Judge Royce Lamberth of the U.S. District Court for the District of Columbia issued a final ruling today in Sherley v. Sebelius, upholding federal funding of human embryonic stem cell research eleven months after creating an uproar in the medical research community by issuing a preliminary injunction halting the funding. The decision came three months after the D.C. Circuit reversed his preliminary injunction on the ground that a federal appropriations statute (often known as the Dickey-Wicker Amendment) does not prohibit funding of research using the embryonic stem cells. Lamberth today held that the Circuit Court’s decision required him to resolve the underlying merits of the case in favor of the government and against two scientists who conduct research on adult stem cells and were earlier found by the D.C. Circuit to have “competitor standing” to challenge the Obama Administration’s expansion of the pool of research projects eligible for federal support. Lamberth also denied two arguments made by the plaintiffs that were not directly addressed in by the D.C. Circuit’s April ruling: that the Administration’s new policy of funding embryonic stem cell research violated the Dickey-Wicker Amendment by providing an incentive for scientists to destroy embryos (not using federal funds) in order to create new cell lines, and that the Administration violated the Administrative Procedure Act when promulgating the new funding regulations.

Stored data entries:

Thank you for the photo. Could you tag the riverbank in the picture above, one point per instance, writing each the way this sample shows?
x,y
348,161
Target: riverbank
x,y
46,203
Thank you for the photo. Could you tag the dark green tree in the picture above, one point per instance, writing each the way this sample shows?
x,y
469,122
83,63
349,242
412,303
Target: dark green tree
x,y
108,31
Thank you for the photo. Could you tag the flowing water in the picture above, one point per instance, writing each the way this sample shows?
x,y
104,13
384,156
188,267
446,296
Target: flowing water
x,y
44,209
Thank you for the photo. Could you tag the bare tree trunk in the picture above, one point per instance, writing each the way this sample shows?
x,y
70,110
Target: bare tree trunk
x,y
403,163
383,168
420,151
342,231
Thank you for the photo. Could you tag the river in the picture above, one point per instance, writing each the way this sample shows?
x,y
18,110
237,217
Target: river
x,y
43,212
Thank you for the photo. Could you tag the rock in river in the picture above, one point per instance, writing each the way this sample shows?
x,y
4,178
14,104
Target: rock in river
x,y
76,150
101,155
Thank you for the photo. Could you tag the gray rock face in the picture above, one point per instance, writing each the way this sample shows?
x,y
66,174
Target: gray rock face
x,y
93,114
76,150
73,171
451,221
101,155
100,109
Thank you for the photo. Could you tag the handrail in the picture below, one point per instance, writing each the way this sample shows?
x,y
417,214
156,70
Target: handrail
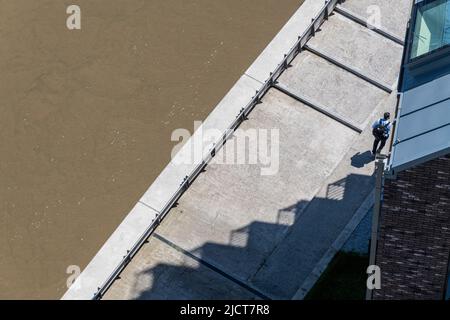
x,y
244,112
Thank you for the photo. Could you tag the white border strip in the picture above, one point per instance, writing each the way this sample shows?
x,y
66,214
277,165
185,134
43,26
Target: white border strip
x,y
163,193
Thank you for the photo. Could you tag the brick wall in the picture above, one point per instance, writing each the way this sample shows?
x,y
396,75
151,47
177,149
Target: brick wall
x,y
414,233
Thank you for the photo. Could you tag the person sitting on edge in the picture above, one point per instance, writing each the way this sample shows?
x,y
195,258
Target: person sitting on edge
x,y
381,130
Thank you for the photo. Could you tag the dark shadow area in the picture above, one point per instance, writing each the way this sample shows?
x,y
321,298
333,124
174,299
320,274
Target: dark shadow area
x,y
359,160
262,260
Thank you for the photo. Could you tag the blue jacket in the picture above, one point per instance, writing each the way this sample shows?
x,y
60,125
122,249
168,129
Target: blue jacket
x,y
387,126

STUDY QUESTIONS:
- A) Answer these questions from the stem cell ruling report:
(i) Which court does Judge Royce Lamberth sit on?
(ii) How long after the D.C. Circuit reversed his preliminary injunction did Lamberth issue his final ruling?
(iii) What kind of stem cells do the two plaintiff scientists work with?
- B) Write the next paragraph of the stem cell ruling report, picking up after its last sentence.
The lines have nothing to do with this work.

TASK-BY-TASK OUTPUTS:
- A)
(i) The U.S. District Court for the District of Columbia.
(ii) Three months.
(iii) Adult stem cells.

- B)
The annually-enacted Dickey-Wicker Amendment to federal appropriations prohibits federal funding of “research in which a human embryo or embryos are …knowing subjected to risk of injury or death.” Last year Lamberth ruled that the word “research” in the Amendment refers not just to the particular project for which a grant recipient seeks federal funding (such as studying whether and how embryonic stem cells can be used to fight disease) but also the earlier steps in the chain of events, which include destroying an embryo to derive the stem cell line. He thus held that any research using embryonic stem cells is necessarily “research” that harms embryos. On a 2-1 vote, the D.C. Circuit held that whether the term “research” refers to the narrower project or the broader set of related events was ambiguous, and thus that the Department of Health and Human Services was entitled to Chevron deference of its narrow interpretation of the term. It was this interpretation that Lamberth held (correctly) required him to enter a final judgment on the merits for the government.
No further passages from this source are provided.